(Stated task): Turn the data below into a Markdown table with the columns Row and Line, putting each line in its own numbered row and skipping blank lines. Omit the pictures from the table.

-- Start Task inputs --

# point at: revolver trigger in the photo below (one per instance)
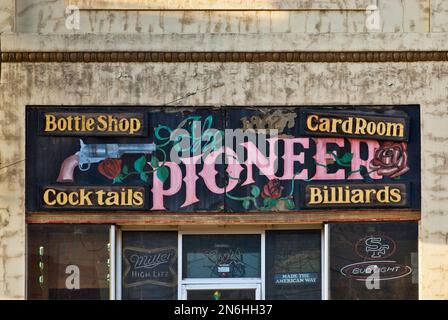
(82, 168)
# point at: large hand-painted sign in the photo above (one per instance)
(222, 159)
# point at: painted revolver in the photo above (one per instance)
(94, 153)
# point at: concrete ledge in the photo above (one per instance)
(272, 42)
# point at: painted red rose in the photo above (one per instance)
(390, 160)
(110, 168)
(272, 189)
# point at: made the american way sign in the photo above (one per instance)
(222, 159)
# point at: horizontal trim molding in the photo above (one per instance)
(188, 57)
(249, 218)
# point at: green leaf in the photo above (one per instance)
(255, 191)
(267, 202)
(273, 202)
(154, 162)
(144, 177)
(125, 169)
(346, 158)
(139, 164)
(290, 204)
(162, 173)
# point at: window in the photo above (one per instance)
(221, 256)
(149, 265)
(68, 262)
(293, 265)
(374, 260)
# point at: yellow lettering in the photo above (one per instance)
(315, 196)
(102, 123)
(311, 122)
(50, 123)
(395, 195)
(46, 197)
(135, 125)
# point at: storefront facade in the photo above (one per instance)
(223, 166)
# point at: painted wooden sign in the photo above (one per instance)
(223, 159)
(91, 197)
(355, 195)
(92, 124)
(354, 124)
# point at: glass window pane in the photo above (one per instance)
(68, 261)
(293, 265)
(374, 260)
(225, 294)
(221, 256)
(149, 265)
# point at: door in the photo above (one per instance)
(215, 291)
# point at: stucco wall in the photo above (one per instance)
(226, 84)
(42, 16)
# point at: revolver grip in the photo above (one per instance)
(67, 168)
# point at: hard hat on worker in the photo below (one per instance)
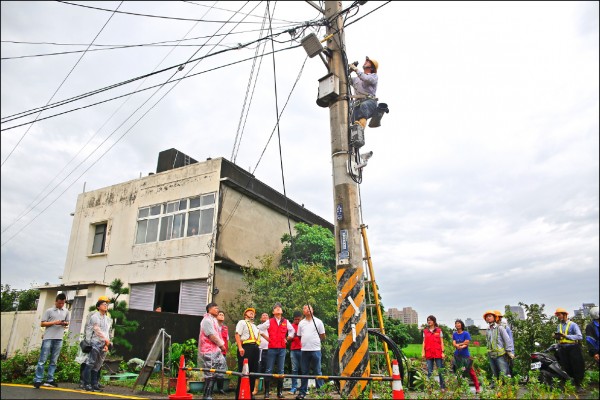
(374, 63)
(560, 310)
(103, 298)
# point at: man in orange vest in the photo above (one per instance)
(280, 331)
(569, 339)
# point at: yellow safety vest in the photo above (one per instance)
(566, 332)
(252, 338)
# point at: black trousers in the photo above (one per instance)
(571, 359)
(252, 353)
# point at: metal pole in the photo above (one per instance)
(352, 319)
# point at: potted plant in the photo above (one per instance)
(195, 381)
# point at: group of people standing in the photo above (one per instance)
(265, 347)
(500, 346)
(97, 332)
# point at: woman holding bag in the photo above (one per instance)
(462, 356)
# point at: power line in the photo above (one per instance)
(33, 203)
(115, 85)
(161, 16)
(225, 9)
(117, 141)
(140, 90)
(59, 86)
(104, 47)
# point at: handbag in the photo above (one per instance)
(86, 346)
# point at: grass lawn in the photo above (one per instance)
(414, 350)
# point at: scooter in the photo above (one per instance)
(547, 363)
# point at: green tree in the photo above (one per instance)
(268, 283)
(118, 313)
(311, 245)
(25, 300)
(473, 330)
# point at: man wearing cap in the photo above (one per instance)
(263, 349)
(365, 85)
(247, 337)
(569, 339)
(97, 331)
(210, 349)
(499, 346)
(505, 325)
(280, 331)
(295, 352)
(55, 320)
(312, 332)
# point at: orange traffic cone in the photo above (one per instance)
(397, 391)
(245, 392)
(181, 390)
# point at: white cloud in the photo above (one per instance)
(483, 188)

-- End Task inputs --

(Full response):
| Row | Line |
|---|---|
| 1 | # point at: revolver trigger in the photo below (one per instance) |
| 2 | (82, 168) |
| 3 | # point at: large hand-painted sign in the photo above (one per instance) |
| 4 | (222, 159) |
| 5 | # point at: painted revolver in the photo above (one per instance) |
| 6 | (94, 153) |
| 7 | # point at: concrete ledge in the photo above (one per instance) |
| 8 | (272, 42) |
| 9 | # point at: painted red rose in the photo above (one per instance) |
| 10 | (390, 160) |
| 11 | (110, 168) |
| 12 | (272, 189) |
| 13 | # point at: made the american way sign in the photo above (one per instance) |
| 14 | (222, 159) |
| 15 | # point at: horizontal trim molding in the photo above (one per instance) |
| 16 | (188, 57) |
| 17 | (249, 218) |
| 18 | # point at: green leaf in the photo above (one per instance) |
| 19 | (255, 191) |
| 20 | (267, 202) |
| 21 | (273, 202) |
| 22 | (154, 162) |
| 23 | (144, 177) |
| 24 | (125, 169) |
| 25 | (346, 158) |
| 26 | (139, 164) |
| 27 | (290, 204) |
| 28 | (162, 173) |
| 29 | # point at: window in the photo above (one per instance) |
| 30 | (221, 256) |
| 31 | (149, 265) |
| 32 | (68, 262) |
| 33 | (293, 265) |
| 34 | (374, 260) |
| 35 | # point at: yellow lettering in the photo above (one per instance) |
| 36 | (315, 196) |
| 37 | (102, 123) |
| 38 | (311, 122) |
| 39 | (50, 123) |
| 40 | (395, 195) |
| 41 | (46, 197) |
| 42 | (135, 125) |
| 43 | # point at: storefront facade in the photo above (one per instance) |
| 44 | (223, 166) |
| 45 | # point at: painted wooden sign in the photo above (one per instance) |
| 46 | (223, 159) |
| 47 | (91, 197) |
| 48 | (355, 195) |
| 49 | (92, 124) |
| 50 | (354, 124) |
| 51 | # point at: glass window pane in the photo above (one per instance) |
| 52 | (68, 261) |
| 53 | (293, 265) |
| 54 | (374, 260) |
| 55 | (225, 294) |
| 56 | (221, 256) |
| 57 | (149, 265) |
| 58 | # point at: door in the photo above (one per instance) |
| 59 | (215, 291) |
| 60 | # point at: stucco wall in the photo above (one per instance) |
| 61 | (226, 84) |
| 62 | (42, 16) |
| 63 | # point at: revolver grip in the photo above (one per instance) |
| 64 | (67, 168) |
| 65 | # point at: hard hat on worker in the photo below (one per instance) |
| 66 | (374, 63) |
| 67 | (560, 310) |
| 68 | (103, 298) |
| 69 | # point at: man in orange vest in the photo above (one per instance) |
| 70 | (280, 331) |
| 71 | (569, 339) |
| 72 | # point at: yellow safety vest in the photo above (one per instance) |
| 73 | (566, 332) |
| 74 | (252, 338) |
| 75 | # point at: black trousers in the photo above (one per instance) |
| 76 | (571, 359) |
| 77 | (252, 353) |
| 78 | # point at: metal pole in the photo above (one per instance) |
| 79 | (352, 319) |
| 80 | # point at: potted plant in the photo above (one per instance) |
| 81 | (195, 381) |
| 82 | # point at: group of people standing in the photo above (one per instance) |
| 83 | (265, 347) |
| 84 | (500, 346) |
| 85 | (97, 332) |
| 86 | # point at: woman holding bag in the photo above (one per instance) |
| 87 | (462, 356) |
| 88 | # point at: power line in the photo above (one per instance) |
| 89 | (33, 203) |
| 90 | (115, 85) |
| 91 | (161, 16) |
| 92 | (225, 9) |
| 93 | (117, 141) |
| 94 | (140, 90) |
| 95 | (59, 86) |
| 96 | (104, 47) |
| 97 | # point at: handbag in the photo above (one per instance) |
| 98 | (86, 346) |
| 99 | # point at: grass lawn in the photo above (one per instance) |
| 100 | (414, 350) |
| 101 | # point at: scooter in the photo above (one per instance) |
| 102 | (547, 363) |
| 103 | # point at: green tree in the photo above (one per instance) |
| 104 | (268, 283) |
| 105 | (118, 313) |
| 106 | (311, 245) |
| 107 | (25, 300) |
| 108 | (473, 330) |
| 109 | # point at: man wearing cap in the photo above (one per instance) |
| 110 | (263, 349) |
| 111 | (365, 85) |
| 112 | (247, 337) |
| 113 | (569, 339) |
| 114 | (97, 331) |
| 115 | (210, 349) |
| 116 | (499, 346) |
| 117 | (505, 325) |
| 118 | (280, 331) |
| 119 | (295, 352) |
| 120 | (55, 320) |
| 121 | (312, 332) |
| 122 | # point at: orange traffic cone in the photo above (one per instance) |
| 123 | (397, 391) |
| 124 | (245, 392) |
| 125 | (181, 390) |
| 126 | # point at: white cloud in the photo above (one per instance) |
| 127 | (483, 188) |